Records from a data source:
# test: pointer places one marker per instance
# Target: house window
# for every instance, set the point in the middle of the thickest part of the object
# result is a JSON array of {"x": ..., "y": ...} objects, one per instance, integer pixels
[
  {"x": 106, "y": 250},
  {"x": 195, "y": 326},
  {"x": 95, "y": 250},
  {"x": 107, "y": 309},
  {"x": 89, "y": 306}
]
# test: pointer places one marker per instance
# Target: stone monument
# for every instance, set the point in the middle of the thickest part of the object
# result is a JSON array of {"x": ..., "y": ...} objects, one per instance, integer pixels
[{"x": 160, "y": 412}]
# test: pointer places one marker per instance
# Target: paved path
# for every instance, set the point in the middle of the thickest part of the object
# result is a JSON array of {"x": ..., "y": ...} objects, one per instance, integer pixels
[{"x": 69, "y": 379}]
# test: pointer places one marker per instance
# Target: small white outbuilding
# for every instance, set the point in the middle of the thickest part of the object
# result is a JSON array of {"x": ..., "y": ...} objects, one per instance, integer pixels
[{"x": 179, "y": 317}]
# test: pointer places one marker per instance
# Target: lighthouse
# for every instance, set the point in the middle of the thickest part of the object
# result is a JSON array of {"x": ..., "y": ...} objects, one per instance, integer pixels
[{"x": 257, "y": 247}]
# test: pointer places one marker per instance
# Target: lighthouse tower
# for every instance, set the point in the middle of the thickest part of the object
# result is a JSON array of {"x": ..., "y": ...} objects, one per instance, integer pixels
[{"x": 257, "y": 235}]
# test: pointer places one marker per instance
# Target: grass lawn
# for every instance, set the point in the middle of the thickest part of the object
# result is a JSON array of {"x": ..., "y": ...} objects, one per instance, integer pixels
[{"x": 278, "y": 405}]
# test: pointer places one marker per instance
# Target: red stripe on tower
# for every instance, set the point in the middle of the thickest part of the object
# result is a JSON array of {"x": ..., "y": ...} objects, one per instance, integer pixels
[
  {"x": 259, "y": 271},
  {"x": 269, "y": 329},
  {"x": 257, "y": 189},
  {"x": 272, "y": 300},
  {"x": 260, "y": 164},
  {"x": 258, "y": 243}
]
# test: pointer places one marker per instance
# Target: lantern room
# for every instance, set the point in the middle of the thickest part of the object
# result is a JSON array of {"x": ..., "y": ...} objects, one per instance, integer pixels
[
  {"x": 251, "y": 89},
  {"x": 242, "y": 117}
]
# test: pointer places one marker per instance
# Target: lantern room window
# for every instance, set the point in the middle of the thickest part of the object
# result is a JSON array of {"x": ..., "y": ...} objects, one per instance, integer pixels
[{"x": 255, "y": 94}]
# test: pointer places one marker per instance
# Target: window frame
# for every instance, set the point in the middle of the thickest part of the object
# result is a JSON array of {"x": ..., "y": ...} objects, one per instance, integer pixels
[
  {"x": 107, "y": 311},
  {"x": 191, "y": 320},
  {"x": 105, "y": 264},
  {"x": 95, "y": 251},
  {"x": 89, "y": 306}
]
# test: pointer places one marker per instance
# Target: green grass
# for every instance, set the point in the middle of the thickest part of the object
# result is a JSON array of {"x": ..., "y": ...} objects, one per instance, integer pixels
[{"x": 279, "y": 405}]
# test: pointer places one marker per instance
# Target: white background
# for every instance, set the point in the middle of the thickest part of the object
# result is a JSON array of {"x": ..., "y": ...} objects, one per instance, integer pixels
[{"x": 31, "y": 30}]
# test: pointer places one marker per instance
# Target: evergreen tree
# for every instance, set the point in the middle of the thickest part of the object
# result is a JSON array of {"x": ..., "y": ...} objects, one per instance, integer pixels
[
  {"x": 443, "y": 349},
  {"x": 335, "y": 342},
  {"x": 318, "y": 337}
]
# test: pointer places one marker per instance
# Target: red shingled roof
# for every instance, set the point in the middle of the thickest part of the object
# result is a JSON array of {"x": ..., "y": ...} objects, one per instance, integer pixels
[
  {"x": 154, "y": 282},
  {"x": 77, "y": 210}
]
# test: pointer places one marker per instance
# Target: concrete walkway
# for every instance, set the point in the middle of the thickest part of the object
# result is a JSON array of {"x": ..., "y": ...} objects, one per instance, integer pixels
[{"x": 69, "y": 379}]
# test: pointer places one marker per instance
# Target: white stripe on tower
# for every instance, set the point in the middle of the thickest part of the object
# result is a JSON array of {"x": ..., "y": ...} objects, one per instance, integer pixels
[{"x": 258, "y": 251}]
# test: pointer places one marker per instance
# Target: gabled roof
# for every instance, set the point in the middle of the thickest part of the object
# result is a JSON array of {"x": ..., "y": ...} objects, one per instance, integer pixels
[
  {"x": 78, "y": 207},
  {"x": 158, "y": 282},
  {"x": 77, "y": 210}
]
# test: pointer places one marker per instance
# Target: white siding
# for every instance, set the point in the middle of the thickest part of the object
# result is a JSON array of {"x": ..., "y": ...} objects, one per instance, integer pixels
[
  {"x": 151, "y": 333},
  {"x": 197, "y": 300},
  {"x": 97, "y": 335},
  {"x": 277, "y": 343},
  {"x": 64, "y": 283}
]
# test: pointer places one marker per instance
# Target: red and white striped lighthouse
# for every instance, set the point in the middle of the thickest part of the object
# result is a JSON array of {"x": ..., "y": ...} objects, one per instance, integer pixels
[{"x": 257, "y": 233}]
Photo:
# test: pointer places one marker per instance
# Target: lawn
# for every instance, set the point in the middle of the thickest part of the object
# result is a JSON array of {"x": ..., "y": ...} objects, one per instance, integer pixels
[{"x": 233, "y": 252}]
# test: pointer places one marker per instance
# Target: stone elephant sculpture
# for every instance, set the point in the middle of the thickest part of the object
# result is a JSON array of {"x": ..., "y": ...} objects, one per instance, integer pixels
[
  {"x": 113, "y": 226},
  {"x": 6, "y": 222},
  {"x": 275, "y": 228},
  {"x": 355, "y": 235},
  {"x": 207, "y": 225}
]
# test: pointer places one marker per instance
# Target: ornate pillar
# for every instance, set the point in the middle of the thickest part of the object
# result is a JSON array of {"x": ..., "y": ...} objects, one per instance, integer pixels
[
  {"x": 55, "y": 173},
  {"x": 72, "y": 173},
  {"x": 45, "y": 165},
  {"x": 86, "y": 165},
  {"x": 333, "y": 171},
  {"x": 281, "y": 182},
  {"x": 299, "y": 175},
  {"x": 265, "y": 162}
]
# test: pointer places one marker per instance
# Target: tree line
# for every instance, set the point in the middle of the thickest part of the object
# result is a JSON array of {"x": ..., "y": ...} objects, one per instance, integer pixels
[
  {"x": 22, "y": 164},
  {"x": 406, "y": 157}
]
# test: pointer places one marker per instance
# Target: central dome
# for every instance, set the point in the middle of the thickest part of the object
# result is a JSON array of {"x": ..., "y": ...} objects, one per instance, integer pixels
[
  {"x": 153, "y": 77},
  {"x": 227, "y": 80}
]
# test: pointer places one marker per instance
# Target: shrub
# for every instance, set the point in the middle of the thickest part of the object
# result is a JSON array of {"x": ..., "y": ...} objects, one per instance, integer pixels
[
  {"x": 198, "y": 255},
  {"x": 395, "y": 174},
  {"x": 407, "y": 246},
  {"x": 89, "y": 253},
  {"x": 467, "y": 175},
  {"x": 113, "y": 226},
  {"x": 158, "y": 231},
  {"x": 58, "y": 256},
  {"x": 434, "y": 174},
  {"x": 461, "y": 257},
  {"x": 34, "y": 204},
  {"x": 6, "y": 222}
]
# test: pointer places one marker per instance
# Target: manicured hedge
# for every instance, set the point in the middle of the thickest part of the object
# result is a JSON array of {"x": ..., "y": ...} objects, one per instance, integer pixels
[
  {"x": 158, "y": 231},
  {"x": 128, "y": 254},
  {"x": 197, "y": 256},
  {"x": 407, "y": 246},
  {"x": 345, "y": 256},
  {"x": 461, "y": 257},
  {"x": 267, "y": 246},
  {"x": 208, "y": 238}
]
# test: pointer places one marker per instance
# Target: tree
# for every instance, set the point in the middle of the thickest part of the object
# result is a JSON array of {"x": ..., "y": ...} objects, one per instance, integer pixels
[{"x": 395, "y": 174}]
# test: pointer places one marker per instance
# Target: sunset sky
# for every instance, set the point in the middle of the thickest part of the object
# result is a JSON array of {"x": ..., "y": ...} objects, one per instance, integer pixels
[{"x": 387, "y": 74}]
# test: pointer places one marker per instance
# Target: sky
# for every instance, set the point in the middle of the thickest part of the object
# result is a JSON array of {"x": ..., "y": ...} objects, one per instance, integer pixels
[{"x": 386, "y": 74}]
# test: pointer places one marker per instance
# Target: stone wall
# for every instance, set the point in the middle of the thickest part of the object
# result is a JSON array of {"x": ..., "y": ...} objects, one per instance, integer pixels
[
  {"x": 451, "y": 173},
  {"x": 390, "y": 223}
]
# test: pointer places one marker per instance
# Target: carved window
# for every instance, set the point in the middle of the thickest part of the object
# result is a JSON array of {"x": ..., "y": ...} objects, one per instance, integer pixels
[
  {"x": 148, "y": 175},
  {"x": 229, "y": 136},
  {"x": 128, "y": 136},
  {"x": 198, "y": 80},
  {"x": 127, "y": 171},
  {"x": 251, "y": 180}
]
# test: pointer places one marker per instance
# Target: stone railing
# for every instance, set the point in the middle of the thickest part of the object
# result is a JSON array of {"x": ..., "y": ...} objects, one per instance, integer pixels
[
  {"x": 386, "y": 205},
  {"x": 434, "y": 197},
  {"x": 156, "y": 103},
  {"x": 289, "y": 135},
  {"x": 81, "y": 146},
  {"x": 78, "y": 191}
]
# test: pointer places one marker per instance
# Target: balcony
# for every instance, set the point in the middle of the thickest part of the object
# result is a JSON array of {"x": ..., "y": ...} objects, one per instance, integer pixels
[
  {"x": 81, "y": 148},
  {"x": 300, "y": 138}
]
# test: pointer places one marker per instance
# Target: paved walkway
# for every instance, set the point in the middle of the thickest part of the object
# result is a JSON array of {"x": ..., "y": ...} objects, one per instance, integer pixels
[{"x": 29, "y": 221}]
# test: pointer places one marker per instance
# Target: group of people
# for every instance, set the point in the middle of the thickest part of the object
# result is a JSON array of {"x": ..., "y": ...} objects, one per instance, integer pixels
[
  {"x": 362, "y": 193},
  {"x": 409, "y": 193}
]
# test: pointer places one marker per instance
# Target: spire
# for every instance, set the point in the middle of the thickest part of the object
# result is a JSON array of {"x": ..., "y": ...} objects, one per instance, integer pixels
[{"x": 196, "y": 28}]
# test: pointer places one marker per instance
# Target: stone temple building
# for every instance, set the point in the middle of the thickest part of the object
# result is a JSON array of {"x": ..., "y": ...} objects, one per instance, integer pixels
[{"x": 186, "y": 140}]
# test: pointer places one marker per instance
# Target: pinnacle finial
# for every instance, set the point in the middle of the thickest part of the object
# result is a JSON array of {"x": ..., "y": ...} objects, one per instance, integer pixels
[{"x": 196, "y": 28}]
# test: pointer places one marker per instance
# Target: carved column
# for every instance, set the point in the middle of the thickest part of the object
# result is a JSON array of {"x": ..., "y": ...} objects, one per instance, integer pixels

ASSIGNMENT: Using the entries, return every line where the word "roof" can be found.

ANSWER FOR THE TASK:
# Target: red shingled roof
# Target: gabled roof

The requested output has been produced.